● WHAT THIS TASK INVOLVES
Display each line in the items below that contains the string "positive". The match is case-sensitive.

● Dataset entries
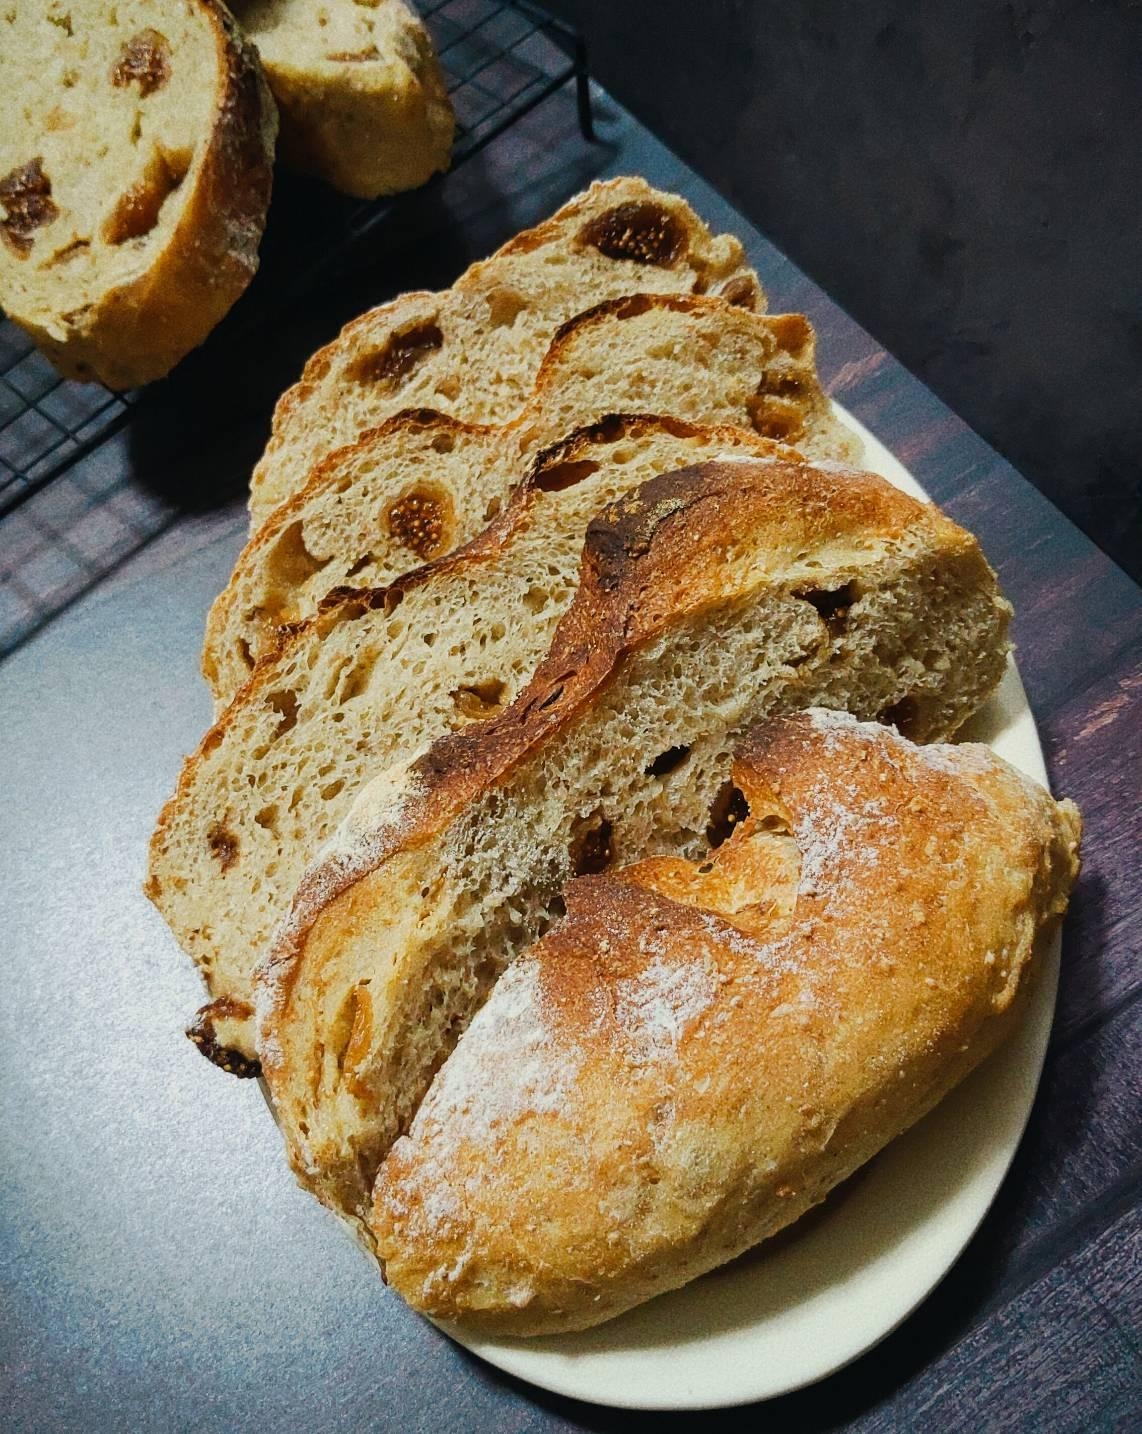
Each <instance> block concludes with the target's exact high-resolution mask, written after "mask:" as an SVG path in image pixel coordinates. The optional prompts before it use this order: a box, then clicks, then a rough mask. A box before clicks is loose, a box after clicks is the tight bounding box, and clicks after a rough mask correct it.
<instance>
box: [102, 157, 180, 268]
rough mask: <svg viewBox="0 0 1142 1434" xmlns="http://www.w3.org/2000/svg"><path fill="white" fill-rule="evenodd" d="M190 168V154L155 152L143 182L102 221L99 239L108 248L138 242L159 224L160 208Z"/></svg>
mask: <svg viewBox="0 0 1142 1434" xmlns="http://www.w3.org/2000/svg"><path fill="white" fill-rule="evenodd" d="M189 168H191V155H189V152H179V153H169V155H168V153H166V152H165V151H162V149H156V151H155V152H154V153H152V155H151V159H149V161H148V165H146V169H145V171H143V175H142V179H138V181H136V182H135V184H133V185H131V188H129V189H126V191H123V194H122V195H121V196H119V199H118V202H116V205H115V208H113V209H112V211H110V214H109V215H108V217H106V219H103V227H102V231H100V232H102V235H103V239H105V241H106V242H108V244H126V242H128V241H129V239H141V238H142V237H143V235H146V234H149V232H151V231H152V229H154V228H155V225H156V224H158V222H159V215H161V214H162V206H164V205H165V204H166V201H168V199H169V198H171V195H172V194H174V192H175V191H176V189H178V186H179V185H181V184H182V181H184V179H185V178H187V171H188V169H189Z"/></svg>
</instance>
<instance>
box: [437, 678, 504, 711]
mask: <svg viewBox="0 0 1142 1434" xmlns="http://www.w3.org/2000/svg"><path fill="white" fill-rule="evenodd" d="M506 694H508V684H506V683H502V681H501V680H499V678H498V677H489V678H488V680H486V681H483V683H472V684H469V685H468V687H458V688H455V691H452V693H450V694H449V695H450V697H452V704H453V706H455V708H456V711H458V713H459V714H461V717H465V718H466V720H468V721H481V720H482V718H485V717H491V714H492V713H494V711H498V710H499V708H501V707H502V706H504V700H505V697H506Z"/></svg>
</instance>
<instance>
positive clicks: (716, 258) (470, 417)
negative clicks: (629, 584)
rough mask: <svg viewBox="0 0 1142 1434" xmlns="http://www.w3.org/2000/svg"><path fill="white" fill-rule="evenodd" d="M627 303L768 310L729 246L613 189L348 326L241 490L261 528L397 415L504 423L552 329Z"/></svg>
mask: <svg viewBox="0 0 1142 1434" xmlns="http://www.w3.org/2000/svg"><path fill="white" fill-rule="evenodd" d="M630 293H661V294H690V293H696V294H706V293H717V294H722V295H723V297H726V298H729V300H732V301H733V303H736V304H740V305H742V307H745V308H752V310H763V308H765V295H763V294H762V288H760V284H759V282H758V277H756V275H755V274H753V270H750V268H749V267H747V265H746V262H745V254H743V251H742V245H740V244H739V242H737V239H736V238H733V235H729V234H720V235H717V237H714V235H712V234H710V231H709V229H707V228H706V225H704V224H703V222H702V221H700V219H699V218H697V215H696V214H694V212H693V209H692V208H690V206H689V205H687V204H686V202H684V201H683V199H679V198H677V196H676V195H670V194H663V192H661V191H659V189H651V186H650V185H648V184H647V182H646V181H644V179H634V178H628V179H610V181H607V182H605V184H593V185H591V188H590V189H588V191H587V192H585V194H581V195H578V196H577V198H574V199H571V201H570V202H568V204H565V205H564V206H562V209H560V211H558V214H555V215H554V217H552V218H551V219H547V221H545V222H544V224H541V225H538V227H537V228H534V229H525V231H524V232H522V234H518V235H516V237H515V238H514V239H511V241H509V242H508V244H505V245H504V248H501V250H498V251H496V252H495V254H494V255H492V257H491V258H488V260H483V261H482V262H479V264H473V265H472V267H471V268H469V270H466V271H465V272H463V274H462V275H461V277H459V278H458V280H456V282H455V284H453V285H452V288H450V290H445V291H443V293H439V294H428V293H415V294H402V295H400V298H396V300H393V303H392V304H383V305H382V307H380V308H374V310H372V311H370V313H367V314H363V315H362V317H360V318H357V320H354V321H353V323H351V324H347V326H346V327H344V328H343V330H341V333H340V336H339V337H337V338H336V340H334V341H333V343H331V344H327V346H326V347H324V348H321V350H318V351H317V353H316V354H314V356H313V359H310V361H308V363H307V364H306V370H304V373H303V374H301V379H300V381H298V383H296V384H294V387H293V389H290V390H288V391H287V393H285V394H283V397H281V399H280V402H278V406H277V410H275V412H274V426H273V433H271V436H270V443H268V445H267V449H265V453H264V455H263V457H261V460H260V462H258V465H257V467H255V469H254V475H253V478H251V488H250V516H251V526H253V528H257V526H258V525H260V523H261V522H264V521H265V519H267V518H268V516H270V513H271V512H273V511H274V509H275V508H277V506H278V503H283V502H284V500H285V499H287V498H290V495H291V493H294V492H297V489H300V488H303V486H304V485H306V480H307V478H308V475H310V469H311V467H313V466H314V463H317V462H318V460H320V459H323V457H324V456H326V455H327V453H331V452H333V450H334V449H339V447H343V446H344V445H346V443H353V442H354V440H356V439H357V437H359V436H360V435H362V433H363V432H364V430H366V429H372V427H376V426H377V424H380V423H383V422H384V420H386V419H390V417H393V414H396V413H399V412H400V410H402V409H416V407H428V409H436V410H439V412H442V413H449V414H452V416H453V417H458V419H463V420H466V422H468V423H505V422H506V420H508V419H512V417H515V414H516V413H518V412H519V409H522V406H524V404H525V403H527V400H528V397H529V394H531V390H532V386H534V383H535V374H537V371H538V369H539V363H541V360H542V357H544V354H545V353H547V347H548V344H549V343H551V338H552V336H554V333H555V330H557V328H558V326H560V324H562V323H565V321H567V320H568V318H571V317H572V315H574V314H578V313H581V311H582V310H584V308H588V307H590V305H591V304H597V303H601V301H603V300H607V298H618V297H621V295H623V294H630Z"/></svg>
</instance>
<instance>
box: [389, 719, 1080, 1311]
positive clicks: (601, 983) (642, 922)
mask: <svg viewBox="0 0 1142 1434" xmlns="http://www.w3.org/2000/svg"><path fill="white" fill-rule="evenodd" d="M733 783H735V786H736V789H737V790H739V792H740V793H742V797H743V807H747V810H749V816H747V817H746V819H745V820H742V822H740V823H739V825H737V827H736V829H735V832H733V835H732V836H730V837H729V839H727V840H726V842H725V845H722V846H719V847H717V850H713V852H709V853H703V855H702V856H699V858H696V859H692V860H687V859H684V858H659V859H651V860H647V862H643V863H640V865H637V866H631V868H627V869H626V870H620V872H615V873H614V875H605V876H587V878H582V879H581V880H577V882H571V885H570V886H568V888H567V891H565V901H567V918H565V919H564V921H562V922H561V923H560V925H558V926H557V928H555V929H554V931H552V932H551V934H549V935H547V936H545V938H544V939H542V941H541V942H539V944H538V945H537V946H534V948H532V949H529V951H528V952H525V955H524V956H522V958H521V959H519V961H518V962H516V964H515V965H514V967H512V968H511V969H509V971H506V972H505V975H504V977H502V979H501V981H499V984H498V985H496V987H495V989H494V991H492V995H491V998H489V1001H488V1004H486V1005H485V1007H483V1008H482V1010H481V1011H479V1014H478V1015H476V1018H475V1020H473V1022H472V1025H471V1027H469V1030H468V1032H466V1034H465V1035H463V1037H462V1038H461V1043H459V1047H458V1048H456V1050H455V1051H453V1054H452V1055H450V1057H449V1060H448V1061H446V1063H445V1065H443V1068H442V1070H440V1071H439V1074H438V1076H436V1078H435V1081H433V1084H432V1087H430V1090H429V1094H428V1097H426V1098H425V1101H423V1104H422V1106H420V1108H419V1111H417V1114H416V1119H415V1120H413V1124H412V1129H410V1131H409V1134H407V1136H406V1137H403V1139H402V1140H397V1143H396V1144H395V1146H393V1149H392V1150H390V1153H389V1156H387V1159H386V1160H384V1163H383V1164H382V1167H380V1174H379V1177H377V1182H376V1202H374V1209H373V1220H372V1229H373V1233H374V1236H376V1249H377V1255H379V1256H380V1259H382V1262H383V1265H384V1271H386V1279H387V1282H389V1283H390V1285H392V1286H393V1288H395V1289H397V1291H399V1293H402V1295H403V1296H405V1298H406V1299H407V1301H409V1302H410V1304H412V1305H413V1306H415V1308H417V1309H420V1311H423V1312H425V1314H428V1315H432V1316H433V1318H436V1319H455V1321H461V1322H463V1324H465V1325H466V1326H469V1328H475V1329H481V1331H485V1332H489V1334H495V1335H535V1334H555V1332H560V1331H567V1329H582V1328H585V1326H588V1325H595V1324H600V1322H603V1321H604V1319H610V1318H613V1316H614V1315H618V1314H621V1312H623V1311H624V1309H630V1308H631V1306H633V1305H637V1304H640V1302H641V1301H644V1299H650V1298H651V1296H654V1295H660V1293H661V1292H663V1291H667V1289H674V1288H677V1286H679V1285H683V1283H686V1282H687V1281H690V1279H693V1278H694V1276H697V1275H702V1273H704V1272H706V1271H710V1269H713V1268H714V1266H717V1265H722V1263H725V1262H726V1260H730V1259H733V1258H735V1256H737V1255H740V1253H742V1252H743V1250H746V1249H749V1248H750V1246H753V1245H756V1243H758V1242H759V1240H763V1239H766V1238H768V1236H770V1235H773V1233H776V1232H778V1230H779V1229H782V1228H785V1226H786V1225H789V1223H792V1222H793V1220H796V1219H798V1216H801V1215H802V1213H803V1212H805V1210H808V1209H809V1207H811V1206H813V1205H816V1203H818V1202H819V1200H822V1199H824V1197H825V1196H826V1195H828V1193H829V1190H831V1189H834V1187H835V1186H836V1184H839V1183H841V1182H842V1180H844V1179H846V1177H848V1176H849V1174H851V1173H852V1172H854V1170H857V1169H858V1167H859V1166H862V1164H864V1163H865V1162H867V1160H869V1159H871V1157H872V1156H874V1154H875V1153H877V1152H878V1150H881V1149H882V1147H884V1146H885V1144H888V1141H889V1140H892V1139H894V1137H895V1136H898V1134H900V1133H901V1131H904V1130H907V1129H908V1126H911V1124H914V1123H915V1121H917V1120H920V1117H921V1116H924V1114H925V1113H927V1111H928V1110H931V1107H933V1106H935V1104H937V1101H940V1100H941V1098H943V1096H945V1094H947V1093H948V1091H950V1090H951V1088H953V1086H955V1084H957V1083H958V1081H960V1080H961V1078H963V1077H964V1076H966V1074H967V1073H968V1071H971V1070H973V1068H974V1067H976V1065H978V1064H980V1061H981V1060H983V1058H984V1057H986V1055H988V1054H990V1053H991V1051H993V1050H994V1048H996V1047H997V1045H999V1043H1000V1041H1001V1040H1003V1038H1004V1037H1006V1035H1007V1032H1009V1031H1010V1030H1011V1027H1013V1025H1014V1022H1016V1021H1017V1018H1019V1015H1020V1014H1021V1010H1023V1004H1024V1001H1023V998H1024V995H1026V992H1027V991H1029V989H1030V985H1032V978H1033V974H1034V968H1036V962H1034V954H1036V939H1037V936H1039V935H1040V932H1042V931H1043V928H1044V926H1046V925H1049V923H1053V919H1054V918H1057V916H1060V915H1062V913H1063V911H1065V909H1066V902H1067V895H1069V892H1070V886H1072V883H1073V880H1075V876H1076V875H1077V866H1079V860H1077V846H1079V832H1080V822H1079V813H1077V810H1076V809H1075V806H1073V804H1072V803H1070V802H1063V803H1056V802H1053V800H1052V799H1050V796H1049V794H1047V793H1046V792H1044V790H1043V789H1042V787H1039V786H1036V784H1034V783H1033V782H1030V780H1027V779H1026V777H1023V776H1021V774H1020V773H1017V771H1016V770H1014V769H1011V767H1009V766H1007V764H1006V763H1003V761H1000V760H999V757H996V756H993V754H991V753H990V751H988V750H987V749H986V747H978V746H963V747H947V746H935V747H914V746H912V744H911V743H908V741H905V740H904V739H902V737H900V736H898V734H897V733H894V731H891V730H889V728H885V727H879V726H875V724H859V723H855V721H854V720H852V718H851V717H846V716H842V714H839V713H834V711H822V710H819V708H818V710H815V711H811V713H801V714H798V716H793V717H785V718H778V720H775V721H770V723H766V724H763V726H762V727H759V728H756V730H755V731H753V733H750V734H749V736H747V737H746V741H745V743H743V746H742V747H740V749H739V751H737V754H736V759H735V763H733Z"/></svg>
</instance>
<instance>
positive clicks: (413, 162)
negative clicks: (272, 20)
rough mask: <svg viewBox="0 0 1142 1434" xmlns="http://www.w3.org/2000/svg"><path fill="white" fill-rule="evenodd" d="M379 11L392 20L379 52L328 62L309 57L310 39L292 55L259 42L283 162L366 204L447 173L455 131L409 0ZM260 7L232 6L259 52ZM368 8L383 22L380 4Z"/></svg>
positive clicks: (283, 8)
mask: <svg viewBox="0 0 1142 1434" xmlns="http://www.w3.org/2000/svg"><path fill="white" fill-rule="evenodd" d="M380 4H382V6H383V9H384V11H387V14H384V16H380V17H379V19H380V20H382V22H383V23H384V24H386V26H387V27H389V29H387V32H386V33H384V34H383V36H380V37H379V39H382V40H383V42H384V49H383V50H382V52H380V53H374V54H346V56H341V57H340V59H337V60H331V59H330V57H329V56H326V54H323V53H317V49H313V50H311V52H310V50H307V49H304V40H300V42H298V47H297V50H296V52H294V53H291V54H290V56H287V54H285V53H281V54H278V53H277V50H275V49H274V46H273V43H270V44H267V43H263V44H261V57H263V66H264V69H265V76H267V80H268V83H270V89H271V90H273V93H274V99H275V100H277V103H278V110H280V115H281V139H280V153H281V158H283V161H284V162H285V163H287V165H290V166H291V168H294V169H298V171H301V172H303V174H313V175H317V178H320V179H324V181H326V182H327V184H331V185H333V186H334V188H336V189H340V191H341V192H343V194H350V195H356V196H357V198H360V199H374V198H377V196H379V195H382V194H397V192H399V191H403V189H415V188H416V186H417V185H422V184H425V182H426V181H428V179H430V178H432V175H433V174H436V172H438V171H443V169H448V163H449V158H450V152H452V136H453V130H455V118H453V113H452V105H450V102H449V99H448V86H446V85H445V77H443V73H442V70H440V65H439V60H438V59H436V52H435V49H433V44H432V40H430V37H429V33H428V30H426V29H425V26H423V23H422V22H420V19H419V17H417V16H416V14H413V11H412V10H410V9H409V7H407V6H405V4H403V3H402V0H380ZM258 9H260V7H258V6H245V7H244V6H237V4H235V10H237V13H238V19H240V20H241V22H245V23H247V27H248V29H250V33H251V39H253V40H254V43H255V44H257V43H258V40H260V27H258ZM278 9H281V10H285V11H288V9H290V6H288V4H281V6H278ZM370 9H372V11H373V16H376V10H377V6H376V4H373V6H372V7H370ZM370 19H372V16H370ZM374 49H376V47H374Z"/></svg>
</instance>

● SOLUTION FOR THIS TASK
positive clicks: (716, 258) (470, 417)
positive clicks: (601, 983) (642, 922)
positive clicks: (413, 162)
positive clicks: (283, 8)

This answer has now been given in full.